'wait -n' with and without id arguments

Zachary Santer Sat, 20 Jul 2024 10:51:17 -0700

Was "waiting for process substitutions"

For context:
$ git show -q origin/devel
commit 6c703092759ace29263ea96374e18412c59acc7f (origin/devel)
Author: Chet Ramey <chet.ra...@case.edu>
Date:   Thu Jul 18 16:48:17 2024 -0400

    job control cleanups; wait -n can return terminated jobs if
supplied pid arguments; wait -n can wait for process substitutions if
supplied pid arguments

On Thu, Jul 18, 2024 at 12:36 PM Chet Ramey <chet.ra...@case.edu> wrote:
>
> On 7/14/24 8:40 PM, Zachary Santer wrote:
>
> > On Fri, Jul 5, 2024 at 2:38 PM Chet Ramey <chet.ra...@case.edu> wrote:
> >>
> >> There is code tagged
> >> for bash-5.4 that allows `wait -n' to look at these exited processes as
> >> long as it's given an explicit set of pid arguments.
> >
> > I agree with all the knowledgeable people here telling you that the
> > way 'wait -n' is still implemented in bash-5.3-alpha is obviously
> > wrong, but I also want to point out that the way you plan to change
> > its behavior in bash-5.4 still won't allow Greg's example below to
> > work reliably.
>
> OK, but how would you do that? If a job has already terminated, and been
> removed from the jobs list, how would you know that `wait -n' without pid
> arguments should return it? There can be an arbitrary number of pids on
> the list of saved pids and statuses -- the only way to clear it using wait
> is to run `wait' without arguments.
━━━
■ WHAT TO DO ■
1 - Rewrite the wait -n thread starting at "Zachary Santer Sat, 20" and ending at "commit 6c703092759ace29263ea96374e18412c59acc7f (origin/devel)", with "origin/devel" changed to "origin/master".
2 - Please carry the wait -n thread forward from its last line.
━━━
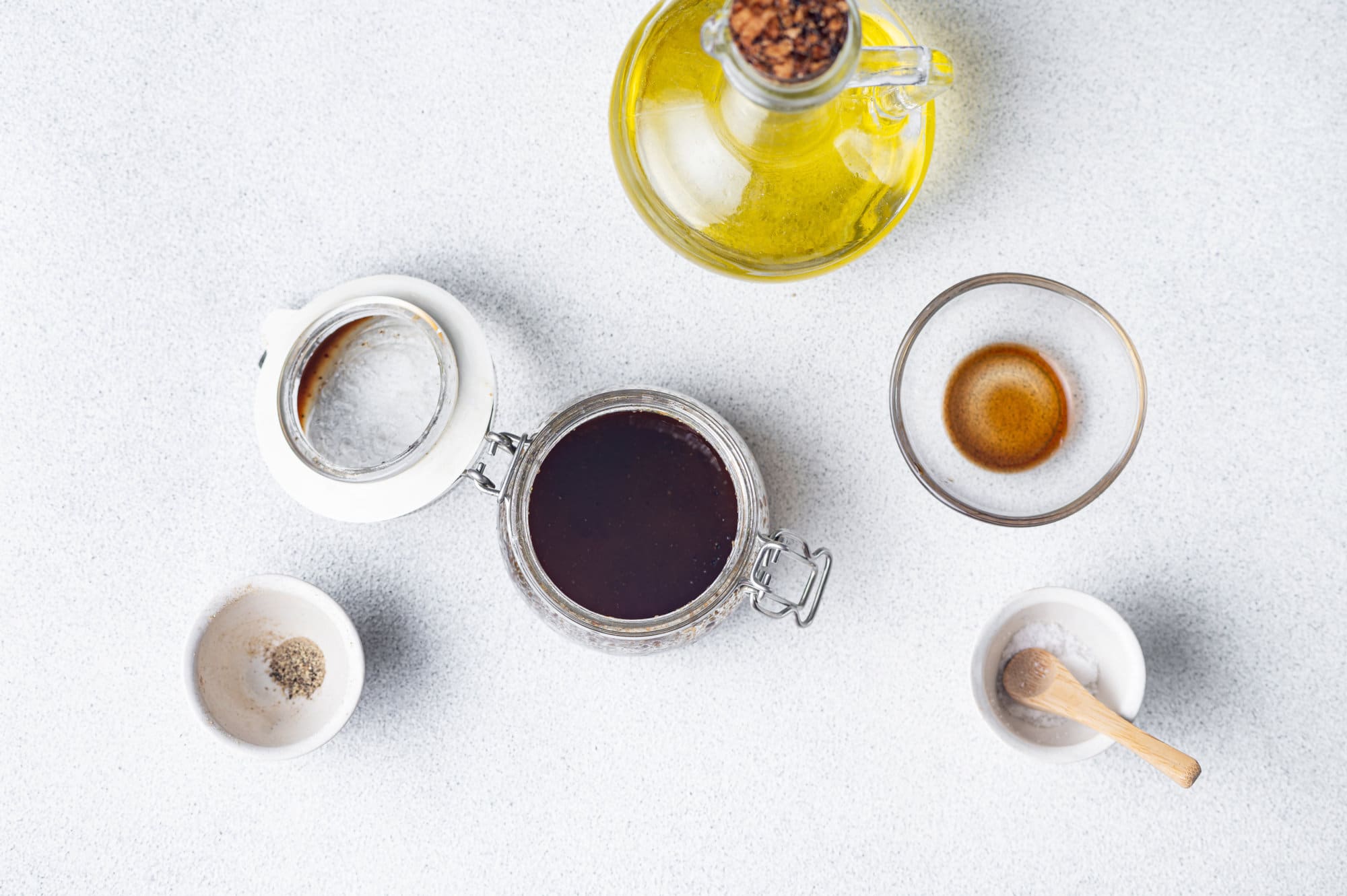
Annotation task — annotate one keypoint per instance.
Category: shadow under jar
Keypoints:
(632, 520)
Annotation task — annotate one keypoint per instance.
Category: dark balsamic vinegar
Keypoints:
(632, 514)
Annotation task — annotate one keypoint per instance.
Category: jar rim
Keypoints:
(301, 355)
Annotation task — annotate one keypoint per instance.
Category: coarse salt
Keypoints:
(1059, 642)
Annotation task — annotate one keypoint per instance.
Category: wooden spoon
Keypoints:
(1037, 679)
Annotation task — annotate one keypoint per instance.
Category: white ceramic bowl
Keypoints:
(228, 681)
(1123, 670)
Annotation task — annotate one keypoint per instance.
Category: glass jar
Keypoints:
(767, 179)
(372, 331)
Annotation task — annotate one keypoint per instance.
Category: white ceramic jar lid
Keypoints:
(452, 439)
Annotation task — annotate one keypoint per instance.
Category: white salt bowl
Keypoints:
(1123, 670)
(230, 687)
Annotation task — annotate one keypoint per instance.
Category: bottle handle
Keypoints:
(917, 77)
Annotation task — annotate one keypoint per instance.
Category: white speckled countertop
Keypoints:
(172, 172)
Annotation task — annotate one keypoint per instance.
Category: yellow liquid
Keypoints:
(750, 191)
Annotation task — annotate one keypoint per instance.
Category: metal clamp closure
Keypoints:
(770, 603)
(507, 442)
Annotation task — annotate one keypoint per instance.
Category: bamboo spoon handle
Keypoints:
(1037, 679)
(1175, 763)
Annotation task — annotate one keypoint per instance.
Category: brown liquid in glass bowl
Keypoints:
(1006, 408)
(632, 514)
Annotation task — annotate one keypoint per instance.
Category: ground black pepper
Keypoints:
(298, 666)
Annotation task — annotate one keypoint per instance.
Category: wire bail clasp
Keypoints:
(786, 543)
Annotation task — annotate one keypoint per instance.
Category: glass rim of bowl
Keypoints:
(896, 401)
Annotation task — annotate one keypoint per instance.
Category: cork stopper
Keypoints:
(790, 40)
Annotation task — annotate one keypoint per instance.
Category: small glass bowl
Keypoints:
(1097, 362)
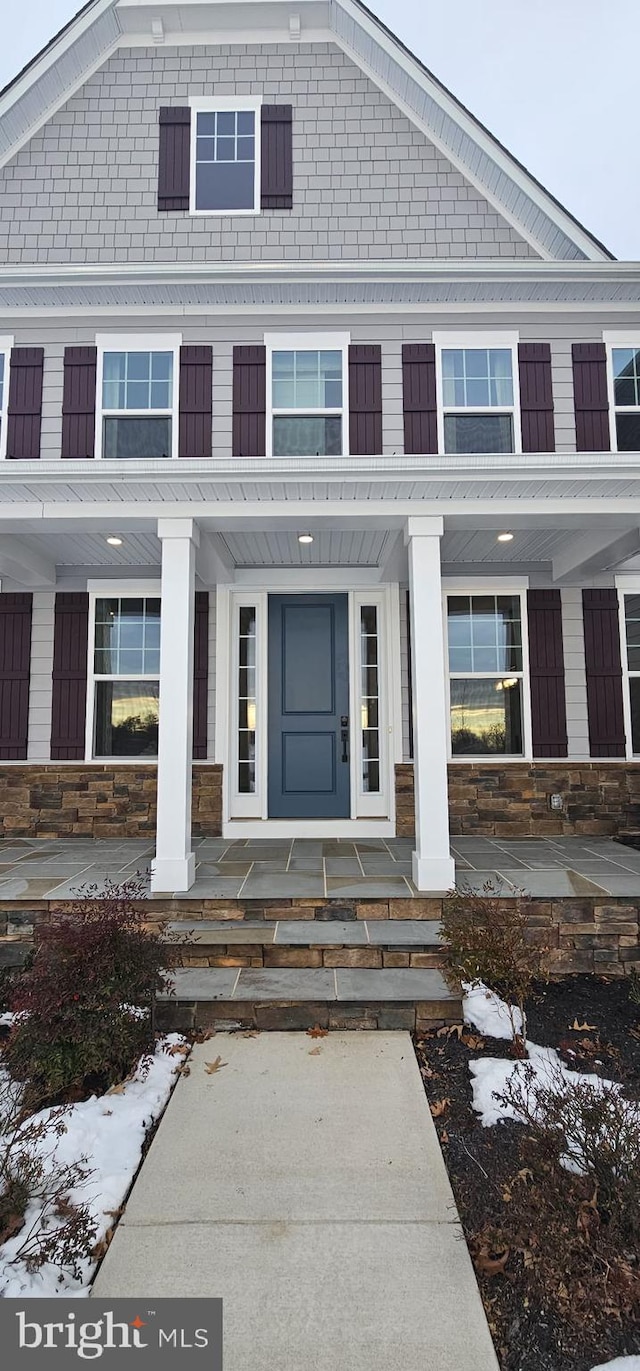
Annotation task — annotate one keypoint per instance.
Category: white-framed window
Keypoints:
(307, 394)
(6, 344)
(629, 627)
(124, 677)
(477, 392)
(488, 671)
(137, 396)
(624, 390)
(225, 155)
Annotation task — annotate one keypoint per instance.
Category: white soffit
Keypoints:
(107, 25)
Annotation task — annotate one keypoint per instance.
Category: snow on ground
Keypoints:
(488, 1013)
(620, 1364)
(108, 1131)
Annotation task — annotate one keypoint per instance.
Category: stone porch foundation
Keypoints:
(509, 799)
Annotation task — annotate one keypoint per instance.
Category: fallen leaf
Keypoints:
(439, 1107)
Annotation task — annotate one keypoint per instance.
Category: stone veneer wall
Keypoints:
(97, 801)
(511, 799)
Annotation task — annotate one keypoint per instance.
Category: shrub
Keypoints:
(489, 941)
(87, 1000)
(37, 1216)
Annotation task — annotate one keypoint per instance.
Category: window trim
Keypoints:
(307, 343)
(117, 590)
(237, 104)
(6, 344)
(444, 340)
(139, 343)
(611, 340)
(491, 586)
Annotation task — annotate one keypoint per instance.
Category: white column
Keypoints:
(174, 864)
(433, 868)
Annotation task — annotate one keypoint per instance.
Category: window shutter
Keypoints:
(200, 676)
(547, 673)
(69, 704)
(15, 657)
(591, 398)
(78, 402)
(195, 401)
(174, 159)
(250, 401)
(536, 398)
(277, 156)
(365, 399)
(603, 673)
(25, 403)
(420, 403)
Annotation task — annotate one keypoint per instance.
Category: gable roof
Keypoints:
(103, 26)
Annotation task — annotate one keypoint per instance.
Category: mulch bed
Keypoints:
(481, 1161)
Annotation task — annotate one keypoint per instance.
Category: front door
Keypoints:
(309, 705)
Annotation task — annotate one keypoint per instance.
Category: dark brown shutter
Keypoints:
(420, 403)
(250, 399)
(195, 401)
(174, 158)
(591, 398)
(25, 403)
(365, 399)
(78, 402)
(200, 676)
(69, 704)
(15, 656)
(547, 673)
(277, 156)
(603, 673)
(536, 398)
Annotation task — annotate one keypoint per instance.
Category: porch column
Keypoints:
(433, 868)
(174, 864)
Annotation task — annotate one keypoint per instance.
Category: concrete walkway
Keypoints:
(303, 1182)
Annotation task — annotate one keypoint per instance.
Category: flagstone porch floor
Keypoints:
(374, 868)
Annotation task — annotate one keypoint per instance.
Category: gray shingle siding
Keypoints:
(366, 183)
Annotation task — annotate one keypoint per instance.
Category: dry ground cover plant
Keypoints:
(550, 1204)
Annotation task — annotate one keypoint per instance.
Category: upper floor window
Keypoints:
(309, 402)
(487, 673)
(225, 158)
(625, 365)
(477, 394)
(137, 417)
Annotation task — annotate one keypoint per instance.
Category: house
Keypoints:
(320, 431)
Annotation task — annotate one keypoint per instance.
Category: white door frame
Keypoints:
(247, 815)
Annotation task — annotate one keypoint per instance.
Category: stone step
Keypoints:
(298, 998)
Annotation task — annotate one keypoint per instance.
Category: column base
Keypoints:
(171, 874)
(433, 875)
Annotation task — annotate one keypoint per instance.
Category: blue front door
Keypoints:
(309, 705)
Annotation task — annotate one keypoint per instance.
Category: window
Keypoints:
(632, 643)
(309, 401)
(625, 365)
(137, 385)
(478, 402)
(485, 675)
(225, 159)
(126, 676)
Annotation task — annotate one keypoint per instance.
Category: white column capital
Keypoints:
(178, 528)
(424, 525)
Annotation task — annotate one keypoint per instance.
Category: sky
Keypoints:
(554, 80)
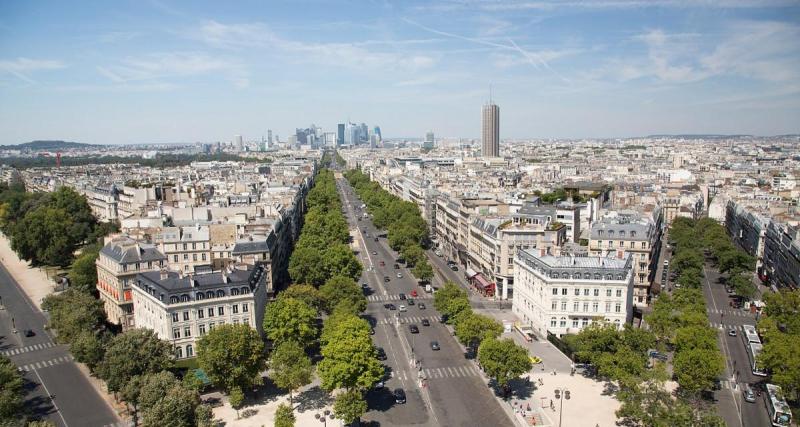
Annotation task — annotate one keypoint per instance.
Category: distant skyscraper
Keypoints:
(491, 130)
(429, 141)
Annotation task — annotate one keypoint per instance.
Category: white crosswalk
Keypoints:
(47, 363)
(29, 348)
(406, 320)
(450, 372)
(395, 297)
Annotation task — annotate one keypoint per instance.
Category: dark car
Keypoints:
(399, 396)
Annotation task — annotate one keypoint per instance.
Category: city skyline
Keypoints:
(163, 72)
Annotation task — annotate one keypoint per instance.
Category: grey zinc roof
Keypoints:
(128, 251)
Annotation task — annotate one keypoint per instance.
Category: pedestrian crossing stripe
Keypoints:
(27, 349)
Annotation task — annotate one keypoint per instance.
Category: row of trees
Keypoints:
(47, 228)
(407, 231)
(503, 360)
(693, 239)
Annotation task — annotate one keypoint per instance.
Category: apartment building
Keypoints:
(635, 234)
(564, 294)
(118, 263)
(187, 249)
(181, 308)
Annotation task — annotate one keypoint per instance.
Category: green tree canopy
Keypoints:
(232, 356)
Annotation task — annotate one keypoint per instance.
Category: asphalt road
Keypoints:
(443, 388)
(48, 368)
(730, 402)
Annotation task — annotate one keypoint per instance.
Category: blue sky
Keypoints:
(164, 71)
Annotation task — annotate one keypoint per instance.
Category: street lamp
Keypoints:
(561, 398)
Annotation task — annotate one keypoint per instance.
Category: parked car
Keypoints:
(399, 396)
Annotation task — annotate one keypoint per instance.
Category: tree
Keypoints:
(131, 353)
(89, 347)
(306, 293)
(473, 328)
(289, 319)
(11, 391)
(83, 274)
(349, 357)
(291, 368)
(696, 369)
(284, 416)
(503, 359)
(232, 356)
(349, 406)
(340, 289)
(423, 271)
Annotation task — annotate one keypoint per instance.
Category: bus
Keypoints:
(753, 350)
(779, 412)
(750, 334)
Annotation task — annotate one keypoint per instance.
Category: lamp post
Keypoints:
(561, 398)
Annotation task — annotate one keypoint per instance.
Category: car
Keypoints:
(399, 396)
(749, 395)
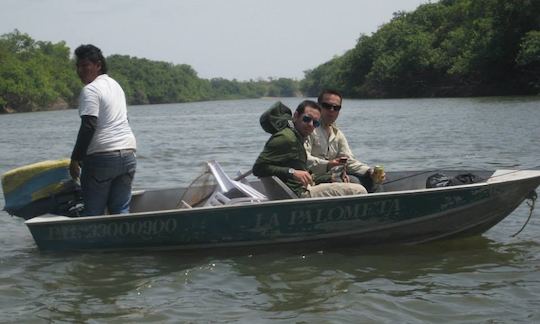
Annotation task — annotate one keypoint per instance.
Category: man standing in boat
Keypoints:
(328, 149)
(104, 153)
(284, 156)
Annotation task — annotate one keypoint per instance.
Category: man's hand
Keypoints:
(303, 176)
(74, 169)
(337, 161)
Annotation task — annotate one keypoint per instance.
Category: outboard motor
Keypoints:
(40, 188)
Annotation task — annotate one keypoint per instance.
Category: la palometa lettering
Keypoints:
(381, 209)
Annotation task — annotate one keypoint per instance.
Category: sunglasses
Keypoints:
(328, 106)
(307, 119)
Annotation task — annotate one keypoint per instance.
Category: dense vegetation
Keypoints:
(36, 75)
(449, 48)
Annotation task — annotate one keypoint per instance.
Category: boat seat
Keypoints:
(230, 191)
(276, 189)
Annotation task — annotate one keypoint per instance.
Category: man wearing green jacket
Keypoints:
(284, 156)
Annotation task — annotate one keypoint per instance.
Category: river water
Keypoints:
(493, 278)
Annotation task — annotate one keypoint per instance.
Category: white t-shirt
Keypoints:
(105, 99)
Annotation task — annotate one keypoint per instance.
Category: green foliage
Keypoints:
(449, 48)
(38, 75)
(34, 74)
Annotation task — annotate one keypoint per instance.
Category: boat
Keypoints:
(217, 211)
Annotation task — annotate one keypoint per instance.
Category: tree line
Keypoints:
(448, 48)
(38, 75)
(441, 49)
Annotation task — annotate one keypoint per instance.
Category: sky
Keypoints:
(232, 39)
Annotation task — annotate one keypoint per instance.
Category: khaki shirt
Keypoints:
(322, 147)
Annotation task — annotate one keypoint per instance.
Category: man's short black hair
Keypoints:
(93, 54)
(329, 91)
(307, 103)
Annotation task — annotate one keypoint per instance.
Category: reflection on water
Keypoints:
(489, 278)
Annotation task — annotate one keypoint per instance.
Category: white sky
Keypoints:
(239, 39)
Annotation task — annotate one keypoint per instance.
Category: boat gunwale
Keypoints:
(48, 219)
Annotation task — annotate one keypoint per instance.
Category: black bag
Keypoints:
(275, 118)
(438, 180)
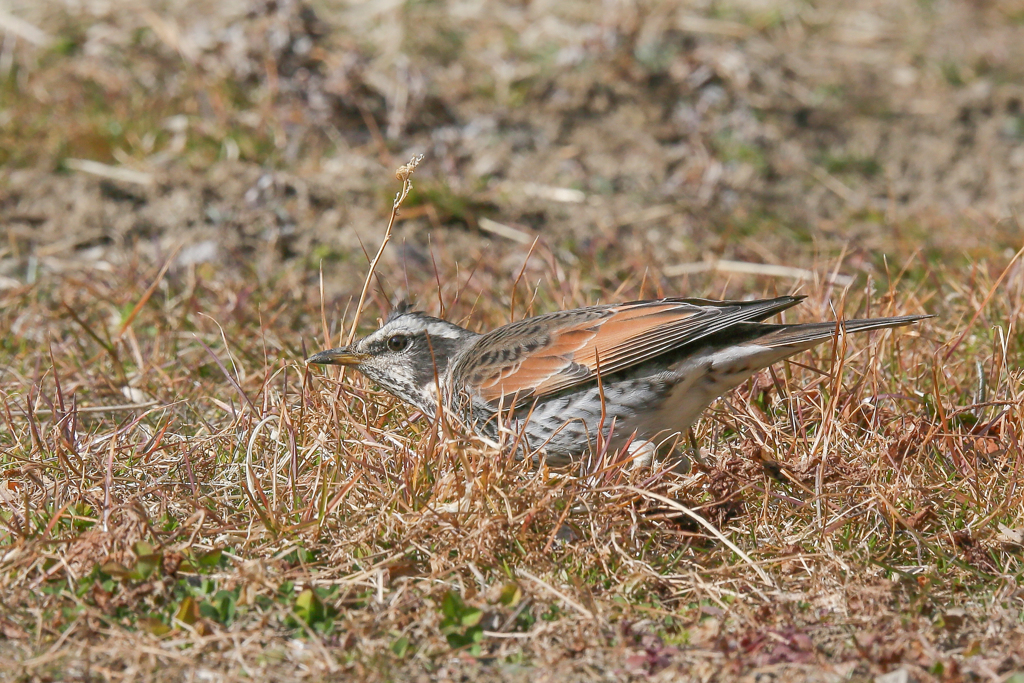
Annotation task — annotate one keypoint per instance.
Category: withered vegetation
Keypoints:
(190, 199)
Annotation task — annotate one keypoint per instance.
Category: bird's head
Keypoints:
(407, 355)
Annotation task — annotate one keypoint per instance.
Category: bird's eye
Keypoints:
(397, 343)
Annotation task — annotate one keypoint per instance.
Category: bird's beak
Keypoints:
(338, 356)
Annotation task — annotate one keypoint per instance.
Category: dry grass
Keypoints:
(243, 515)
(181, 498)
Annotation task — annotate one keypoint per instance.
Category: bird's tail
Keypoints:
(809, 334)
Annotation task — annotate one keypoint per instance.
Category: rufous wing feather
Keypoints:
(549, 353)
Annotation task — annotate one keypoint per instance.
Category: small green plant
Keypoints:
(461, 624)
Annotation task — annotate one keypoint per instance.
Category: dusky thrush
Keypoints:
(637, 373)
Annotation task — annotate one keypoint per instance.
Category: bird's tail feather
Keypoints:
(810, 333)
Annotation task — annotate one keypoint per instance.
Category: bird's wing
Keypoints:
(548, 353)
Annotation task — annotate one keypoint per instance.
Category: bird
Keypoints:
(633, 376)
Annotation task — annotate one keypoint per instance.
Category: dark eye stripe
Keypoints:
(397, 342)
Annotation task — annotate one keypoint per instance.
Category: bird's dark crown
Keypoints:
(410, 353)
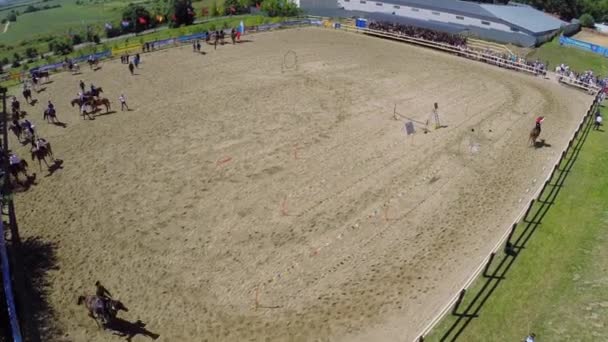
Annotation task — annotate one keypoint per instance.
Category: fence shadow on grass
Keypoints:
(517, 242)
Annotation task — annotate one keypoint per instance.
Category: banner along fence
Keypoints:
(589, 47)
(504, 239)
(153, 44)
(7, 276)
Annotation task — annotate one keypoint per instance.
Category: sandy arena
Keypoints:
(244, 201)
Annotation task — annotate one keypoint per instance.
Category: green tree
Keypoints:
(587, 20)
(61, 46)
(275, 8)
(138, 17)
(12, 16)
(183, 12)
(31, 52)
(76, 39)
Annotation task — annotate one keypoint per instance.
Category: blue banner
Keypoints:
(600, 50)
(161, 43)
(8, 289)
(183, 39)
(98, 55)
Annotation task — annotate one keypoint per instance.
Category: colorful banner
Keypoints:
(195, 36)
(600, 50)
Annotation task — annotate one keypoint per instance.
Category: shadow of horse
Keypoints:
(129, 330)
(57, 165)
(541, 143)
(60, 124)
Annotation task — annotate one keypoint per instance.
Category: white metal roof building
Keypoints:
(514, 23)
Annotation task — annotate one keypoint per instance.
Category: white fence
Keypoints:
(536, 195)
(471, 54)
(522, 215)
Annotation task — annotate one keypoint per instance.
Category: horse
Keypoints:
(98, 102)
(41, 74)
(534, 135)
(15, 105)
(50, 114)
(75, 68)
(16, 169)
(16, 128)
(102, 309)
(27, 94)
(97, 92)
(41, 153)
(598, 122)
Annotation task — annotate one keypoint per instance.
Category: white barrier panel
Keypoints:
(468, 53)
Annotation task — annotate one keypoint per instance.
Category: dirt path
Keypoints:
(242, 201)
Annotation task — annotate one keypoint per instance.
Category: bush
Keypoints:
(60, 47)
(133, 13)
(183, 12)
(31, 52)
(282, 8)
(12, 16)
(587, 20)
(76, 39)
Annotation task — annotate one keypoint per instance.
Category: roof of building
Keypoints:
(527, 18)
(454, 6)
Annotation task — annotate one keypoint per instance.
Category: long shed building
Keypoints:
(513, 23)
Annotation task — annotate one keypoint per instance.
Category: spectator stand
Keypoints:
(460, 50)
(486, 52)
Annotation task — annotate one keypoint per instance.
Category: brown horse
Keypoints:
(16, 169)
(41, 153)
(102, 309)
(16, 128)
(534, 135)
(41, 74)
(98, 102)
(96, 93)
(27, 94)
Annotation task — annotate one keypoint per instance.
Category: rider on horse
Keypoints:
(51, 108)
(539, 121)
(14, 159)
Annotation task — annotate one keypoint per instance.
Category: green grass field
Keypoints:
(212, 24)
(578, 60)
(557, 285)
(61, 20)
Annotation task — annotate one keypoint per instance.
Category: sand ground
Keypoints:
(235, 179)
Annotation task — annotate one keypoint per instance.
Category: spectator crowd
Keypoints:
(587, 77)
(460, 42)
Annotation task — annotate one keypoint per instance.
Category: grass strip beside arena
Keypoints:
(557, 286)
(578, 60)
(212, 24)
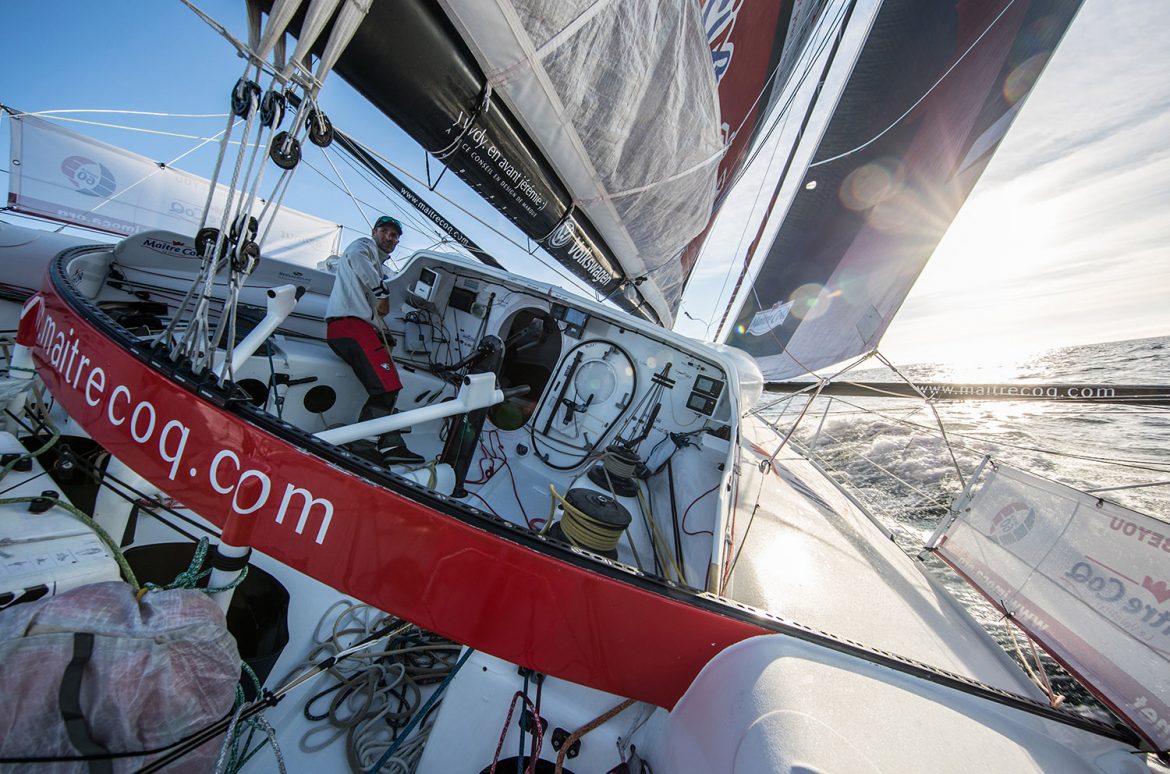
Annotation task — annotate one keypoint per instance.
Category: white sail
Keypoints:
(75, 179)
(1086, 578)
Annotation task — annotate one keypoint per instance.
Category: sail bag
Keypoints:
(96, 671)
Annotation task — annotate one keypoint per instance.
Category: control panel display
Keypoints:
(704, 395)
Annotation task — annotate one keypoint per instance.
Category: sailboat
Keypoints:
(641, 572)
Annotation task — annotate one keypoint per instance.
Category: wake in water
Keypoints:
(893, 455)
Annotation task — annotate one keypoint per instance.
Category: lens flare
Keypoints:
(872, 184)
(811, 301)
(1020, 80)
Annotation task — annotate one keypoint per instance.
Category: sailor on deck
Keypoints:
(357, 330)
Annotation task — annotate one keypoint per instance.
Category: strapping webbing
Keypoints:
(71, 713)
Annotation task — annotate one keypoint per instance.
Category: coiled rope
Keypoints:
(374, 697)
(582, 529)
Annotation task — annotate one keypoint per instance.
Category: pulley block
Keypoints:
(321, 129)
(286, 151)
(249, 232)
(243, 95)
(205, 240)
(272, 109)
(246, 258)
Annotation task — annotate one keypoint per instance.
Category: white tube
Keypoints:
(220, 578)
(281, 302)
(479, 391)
━━━
■ ANSWERS TO THE EXERCISE ■
1 -
Zachary Santer Sat, 20 Jul 2024 10:51:17 -0700

Was "waiting for process substitutions"

For context:
$ git show -q origin/master
commit 6c703092759ace29263ea96374e18412c59acc7f (origin/master)

2 -
>
> You can say not to remove the job from the jobs list, which gets into the
> same notification issues that originally started this discussion back in
> January, and I have made a couple of changes in that area in response to
> the original report that I think will address some of those. But once you
> move the job from the jobs list to this list of saved pids, `wait' without
> -n or pid arguments won't look for it any more (and will clear the list
> when it completes). Why should `wait -n' without pid arguments do so?

'wait' without -n or pid arguments doesn't look in the list of saved
pids and statuses simply because it would serve no purpose for it to
do so. The return status will be 0, no matter how any child process
terminated, or even if there never was a child process. *

For 'wait -n', on the other hand:
"If the -n option is supplied, wait waits for a single job from the
list of ids or, if no ids are supplied, any job, to complete and
returns its exit status."
People are going to naturally expect 'wait -n' without pid arguments
to return immediately with the exit status of an already-terminated
child process, even if they don't provide id arguments. In order to do
so, 'wait -n' obviously has to look in the list of saved pids and
statuses.

> > On Fri, Jul 12, 2024 at 9:06 PM Greg Wooledge <g...@wooledge.org> wrote:
> >>
> >> greg@remote:~$ cat ~greybot/factoids/wait-n; echo
> >> Run up to 5 processes in parallel (bash 4.3): i=0 j=5; for elem in 
> >> "${array[@]}"; do (( i++ < j )) || wait -n; my_job "$elem" & done; wait
> >
> > He'd have to do something like this:
> > set -o noglob
> > i=0 j=5
> > declare -a pid_set=()
> > for elem in "${array[@]}"; do
> >    if (( ! i++ < j )); then
> >      wait -n -p terminated_pid -- "${!pid_set[@]}"
> >      unset pid_set[terminated_pid]
> >    fi
> >    my_job "$elem" &
> >    pid_set[${!}]=''
> > done
> > wait
> >
> > It's probably best that 'wait -n' without arguments and 'wait -n' with
> > explicit pid arguments have the same relationship to each other as
> > 'wait' without arguments and 'wait' with explicit pid arguments.
>
> That's pretty much what we're talking about here. `wait' without arguments
> doesn't look in the list of saved statuses whether -n is supplied or not.
> `wait' with pid argument should look in this list whether -n is supplied or
> not. But see below for the differences between `wait' with and without pid
> arguments whether -n is supplied or not.

Try to put yourself in the shoes of someone who doesn't know the first
thing about how bash handles child processes internally or its
implementation of 'wait'.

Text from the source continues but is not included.